#### [The exercise]
Copy out each line in the items below that contains the string "sunlight".

#### [Excerpted records]
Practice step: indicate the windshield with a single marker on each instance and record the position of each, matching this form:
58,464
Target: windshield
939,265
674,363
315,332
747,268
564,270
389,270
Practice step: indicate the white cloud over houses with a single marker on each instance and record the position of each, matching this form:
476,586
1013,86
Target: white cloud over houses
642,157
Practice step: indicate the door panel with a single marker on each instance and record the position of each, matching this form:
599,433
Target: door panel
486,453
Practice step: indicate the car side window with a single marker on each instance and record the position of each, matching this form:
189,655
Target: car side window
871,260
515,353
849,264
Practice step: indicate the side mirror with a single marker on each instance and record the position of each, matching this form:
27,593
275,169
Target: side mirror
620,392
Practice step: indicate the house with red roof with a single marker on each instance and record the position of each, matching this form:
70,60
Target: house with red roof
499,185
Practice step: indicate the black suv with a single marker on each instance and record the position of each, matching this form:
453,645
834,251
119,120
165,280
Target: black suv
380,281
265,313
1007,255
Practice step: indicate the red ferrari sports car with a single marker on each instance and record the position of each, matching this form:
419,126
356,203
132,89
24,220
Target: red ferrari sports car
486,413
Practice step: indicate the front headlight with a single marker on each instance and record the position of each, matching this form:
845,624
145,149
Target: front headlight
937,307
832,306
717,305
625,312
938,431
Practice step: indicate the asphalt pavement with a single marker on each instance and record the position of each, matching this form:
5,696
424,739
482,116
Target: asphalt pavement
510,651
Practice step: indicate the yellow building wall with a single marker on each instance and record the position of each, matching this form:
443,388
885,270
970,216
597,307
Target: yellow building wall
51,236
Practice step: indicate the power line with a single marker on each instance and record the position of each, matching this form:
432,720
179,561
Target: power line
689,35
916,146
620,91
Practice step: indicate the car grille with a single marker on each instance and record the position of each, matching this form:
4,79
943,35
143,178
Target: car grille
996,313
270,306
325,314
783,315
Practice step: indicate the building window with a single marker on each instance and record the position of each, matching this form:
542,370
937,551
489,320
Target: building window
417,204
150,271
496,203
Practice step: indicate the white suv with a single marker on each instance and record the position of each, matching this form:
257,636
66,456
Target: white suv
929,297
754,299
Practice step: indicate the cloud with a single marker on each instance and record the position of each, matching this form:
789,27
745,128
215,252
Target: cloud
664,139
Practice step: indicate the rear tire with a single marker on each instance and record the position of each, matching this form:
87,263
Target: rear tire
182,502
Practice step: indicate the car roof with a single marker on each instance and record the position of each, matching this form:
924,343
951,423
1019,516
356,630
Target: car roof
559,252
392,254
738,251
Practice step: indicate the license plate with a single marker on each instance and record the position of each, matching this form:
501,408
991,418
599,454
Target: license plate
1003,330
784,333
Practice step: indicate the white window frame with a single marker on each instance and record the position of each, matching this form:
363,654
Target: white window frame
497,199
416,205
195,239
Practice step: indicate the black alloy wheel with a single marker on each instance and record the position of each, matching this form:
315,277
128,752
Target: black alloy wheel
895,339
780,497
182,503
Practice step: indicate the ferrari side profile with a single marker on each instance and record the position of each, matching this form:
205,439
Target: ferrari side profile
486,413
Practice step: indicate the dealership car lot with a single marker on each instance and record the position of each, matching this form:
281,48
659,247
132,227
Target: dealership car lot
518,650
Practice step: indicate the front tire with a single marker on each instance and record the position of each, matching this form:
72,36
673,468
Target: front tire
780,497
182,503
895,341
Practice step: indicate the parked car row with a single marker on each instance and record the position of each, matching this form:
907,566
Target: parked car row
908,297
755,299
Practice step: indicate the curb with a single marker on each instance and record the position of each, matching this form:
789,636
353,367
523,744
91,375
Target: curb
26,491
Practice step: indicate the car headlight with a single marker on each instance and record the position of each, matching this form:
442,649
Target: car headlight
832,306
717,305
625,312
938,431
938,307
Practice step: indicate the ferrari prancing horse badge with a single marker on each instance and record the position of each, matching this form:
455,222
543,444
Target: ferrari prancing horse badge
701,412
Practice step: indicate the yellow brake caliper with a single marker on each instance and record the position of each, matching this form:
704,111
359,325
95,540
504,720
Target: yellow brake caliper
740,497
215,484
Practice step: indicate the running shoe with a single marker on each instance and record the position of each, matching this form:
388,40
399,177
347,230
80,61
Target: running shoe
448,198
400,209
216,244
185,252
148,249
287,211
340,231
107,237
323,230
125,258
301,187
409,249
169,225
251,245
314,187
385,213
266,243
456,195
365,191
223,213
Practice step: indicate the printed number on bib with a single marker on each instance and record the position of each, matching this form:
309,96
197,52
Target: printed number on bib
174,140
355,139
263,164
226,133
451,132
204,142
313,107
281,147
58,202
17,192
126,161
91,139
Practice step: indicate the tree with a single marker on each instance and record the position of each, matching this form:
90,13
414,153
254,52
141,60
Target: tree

...

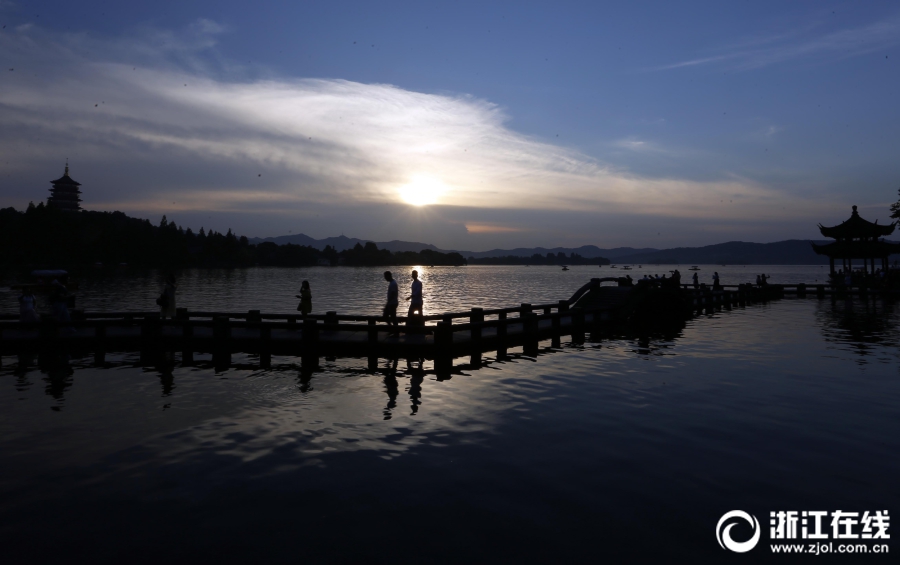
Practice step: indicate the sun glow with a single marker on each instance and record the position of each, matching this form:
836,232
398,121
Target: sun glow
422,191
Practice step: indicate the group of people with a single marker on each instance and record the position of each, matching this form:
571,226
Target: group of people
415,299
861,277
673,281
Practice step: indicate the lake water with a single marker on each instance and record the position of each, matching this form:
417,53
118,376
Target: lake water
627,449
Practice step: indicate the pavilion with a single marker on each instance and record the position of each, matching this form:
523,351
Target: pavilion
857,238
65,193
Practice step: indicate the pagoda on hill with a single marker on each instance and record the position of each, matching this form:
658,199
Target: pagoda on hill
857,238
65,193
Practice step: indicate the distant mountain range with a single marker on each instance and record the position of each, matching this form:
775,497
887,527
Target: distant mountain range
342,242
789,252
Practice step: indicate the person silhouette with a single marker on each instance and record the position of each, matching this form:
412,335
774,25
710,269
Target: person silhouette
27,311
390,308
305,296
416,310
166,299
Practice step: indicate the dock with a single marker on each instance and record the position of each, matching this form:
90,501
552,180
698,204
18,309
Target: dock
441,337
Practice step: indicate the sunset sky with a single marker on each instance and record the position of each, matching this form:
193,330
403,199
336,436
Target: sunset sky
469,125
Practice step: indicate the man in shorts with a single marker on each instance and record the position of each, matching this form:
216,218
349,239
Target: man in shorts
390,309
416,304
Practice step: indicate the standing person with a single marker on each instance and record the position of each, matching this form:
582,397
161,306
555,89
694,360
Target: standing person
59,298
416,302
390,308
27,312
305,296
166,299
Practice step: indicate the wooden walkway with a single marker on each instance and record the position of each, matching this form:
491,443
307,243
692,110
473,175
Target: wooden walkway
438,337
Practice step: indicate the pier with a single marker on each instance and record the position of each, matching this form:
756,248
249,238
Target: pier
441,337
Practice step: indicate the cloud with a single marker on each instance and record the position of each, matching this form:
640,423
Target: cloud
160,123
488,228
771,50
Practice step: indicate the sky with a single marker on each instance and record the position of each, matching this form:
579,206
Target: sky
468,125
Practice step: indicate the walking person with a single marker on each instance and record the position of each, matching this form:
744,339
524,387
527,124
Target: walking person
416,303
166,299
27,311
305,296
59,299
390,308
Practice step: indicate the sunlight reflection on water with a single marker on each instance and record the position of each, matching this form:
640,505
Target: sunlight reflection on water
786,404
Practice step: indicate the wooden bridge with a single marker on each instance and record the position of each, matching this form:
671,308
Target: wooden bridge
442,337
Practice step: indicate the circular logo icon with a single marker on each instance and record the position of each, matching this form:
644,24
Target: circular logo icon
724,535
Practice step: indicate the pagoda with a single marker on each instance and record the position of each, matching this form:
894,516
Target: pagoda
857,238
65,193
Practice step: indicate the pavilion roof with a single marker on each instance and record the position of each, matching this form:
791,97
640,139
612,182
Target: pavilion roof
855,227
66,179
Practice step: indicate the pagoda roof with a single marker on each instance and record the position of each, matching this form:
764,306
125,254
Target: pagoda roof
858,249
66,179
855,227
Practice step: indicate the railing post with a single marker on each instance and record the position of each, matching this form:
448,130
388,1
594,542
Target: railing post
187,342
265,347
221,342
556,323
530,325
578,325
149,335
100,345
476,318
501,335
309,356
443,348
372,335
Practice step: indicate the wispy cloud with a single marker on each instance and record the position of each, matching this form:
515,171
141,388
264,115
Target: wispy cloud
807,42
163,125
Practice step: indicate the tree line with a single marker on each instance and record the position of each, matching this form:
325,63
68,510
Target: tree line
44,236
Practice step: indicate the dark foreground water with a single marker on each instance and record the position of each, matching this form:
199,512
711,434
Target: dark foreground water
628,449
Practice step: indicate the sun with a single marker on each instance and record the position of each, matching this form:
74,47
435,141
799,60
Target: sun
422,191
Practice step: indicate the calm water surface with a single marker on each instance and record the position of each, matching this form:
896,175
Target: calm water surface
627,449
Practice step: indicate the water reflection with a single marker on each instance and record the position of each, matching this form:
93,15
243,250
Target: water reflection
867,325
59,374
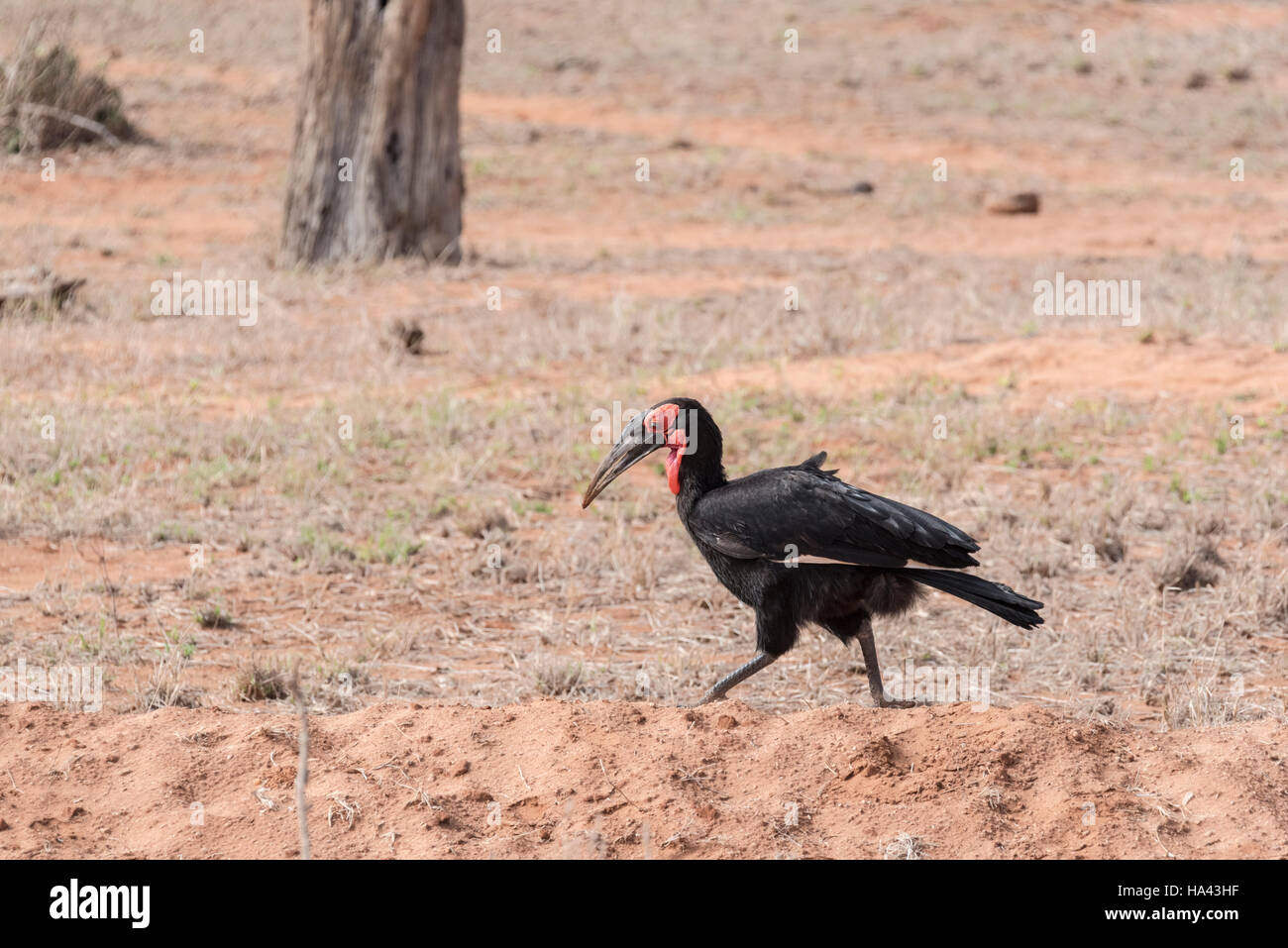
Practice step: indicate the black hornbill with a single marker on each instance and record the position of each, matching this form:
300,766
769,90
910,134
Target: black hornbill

==

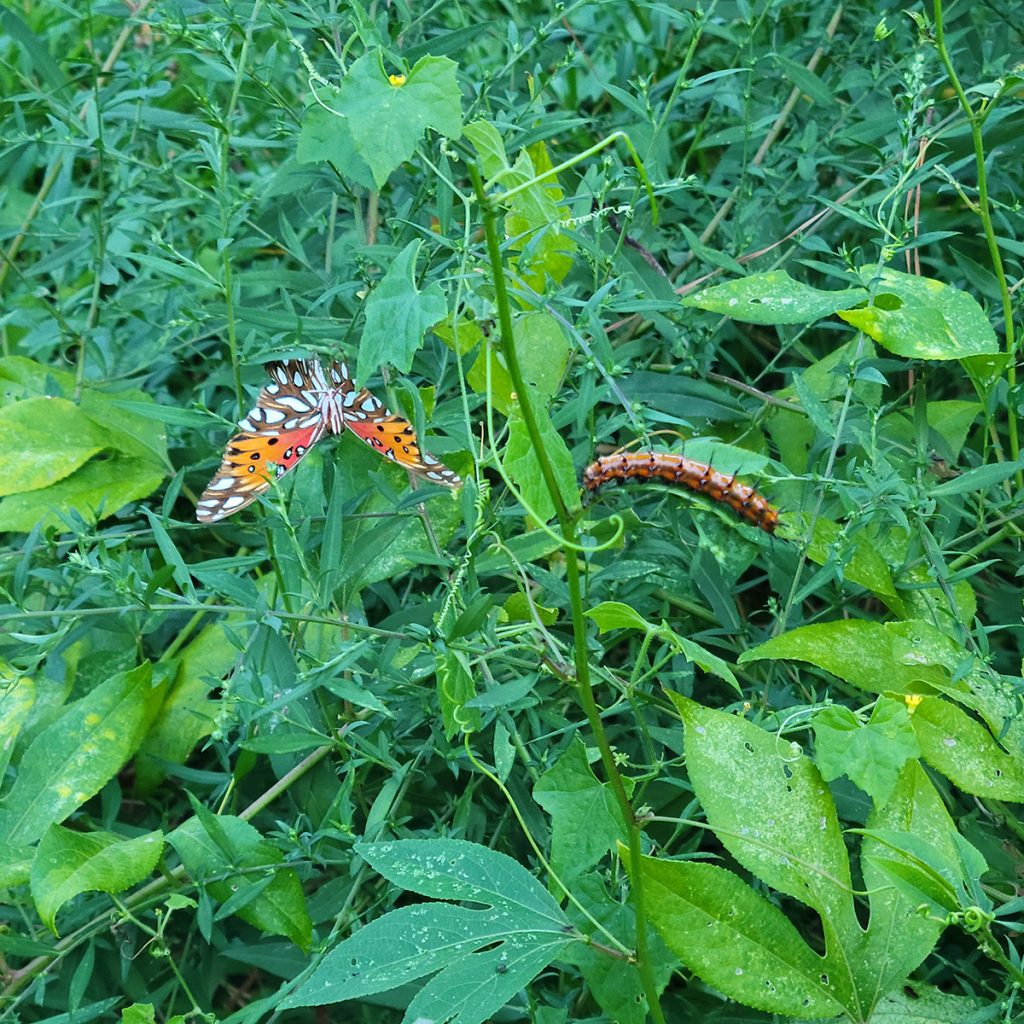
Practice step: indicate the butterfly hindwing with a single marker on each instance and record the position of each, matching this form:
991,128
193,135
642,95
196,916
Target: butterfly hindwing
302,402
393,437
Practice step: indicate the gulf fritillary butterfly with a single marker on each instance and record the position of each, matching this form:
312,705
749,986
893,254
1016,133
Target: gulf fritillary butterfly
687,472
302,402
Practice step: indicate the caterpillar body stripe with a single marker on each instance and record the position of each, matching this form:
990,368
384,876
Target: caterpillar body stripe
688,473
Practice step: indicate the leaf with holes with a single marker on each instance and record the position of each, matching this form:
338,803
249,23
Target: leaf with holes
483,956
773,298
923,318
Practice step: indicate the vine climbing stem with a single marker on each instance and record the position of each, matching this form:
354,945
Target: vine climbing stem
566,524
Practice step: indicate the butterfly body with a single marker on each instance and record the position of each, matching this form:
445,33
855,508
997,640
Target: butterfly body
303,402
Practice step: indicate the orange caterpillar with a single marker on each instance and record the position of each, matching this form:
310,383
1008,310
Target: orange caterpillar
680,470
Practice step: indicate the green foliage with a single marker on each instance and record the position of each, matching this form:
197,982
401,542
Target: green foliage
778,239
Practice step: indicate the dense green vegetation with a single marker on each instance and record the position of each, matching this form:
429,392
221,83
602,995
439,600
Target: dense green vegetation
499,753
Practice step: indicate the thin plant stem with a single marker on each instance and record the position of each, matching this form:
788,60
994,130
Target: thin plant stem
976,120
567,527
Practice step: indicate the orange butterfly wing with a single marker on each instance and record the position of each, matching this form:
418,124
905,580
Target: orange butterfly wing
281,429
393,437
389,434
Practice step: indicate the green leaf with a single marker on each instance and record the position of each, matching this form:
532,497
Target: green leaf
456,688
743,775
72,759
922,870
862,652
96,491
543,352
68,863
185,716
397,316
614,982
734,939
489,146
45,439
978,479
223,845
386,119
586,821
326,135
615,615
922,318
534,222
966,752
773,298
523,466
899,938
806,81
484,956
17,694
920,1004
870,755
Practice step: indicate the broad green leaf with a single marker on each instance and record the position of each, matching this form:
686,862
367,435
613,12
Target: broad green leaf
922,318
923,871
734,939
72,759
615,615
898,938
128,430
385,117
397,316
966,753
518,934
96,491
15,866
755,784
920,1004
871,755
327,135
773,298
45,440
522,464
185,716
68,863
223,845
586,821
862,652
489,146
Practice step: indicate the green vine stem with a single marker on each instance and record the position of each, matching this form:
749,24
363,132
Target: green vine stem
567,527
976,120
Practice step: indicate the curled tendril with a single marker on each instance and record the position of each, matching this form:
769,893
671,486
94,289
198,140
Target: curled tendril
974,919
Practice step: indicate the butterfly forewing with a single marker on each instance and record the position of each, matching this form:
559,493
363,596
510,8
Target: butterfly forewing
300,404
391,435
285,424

#### [Answer to this problem]
Practice step: indicate the sunlight reflection on water with a single marker on each instance and record the position of each, matching this form:
Target: sunlight reflection on water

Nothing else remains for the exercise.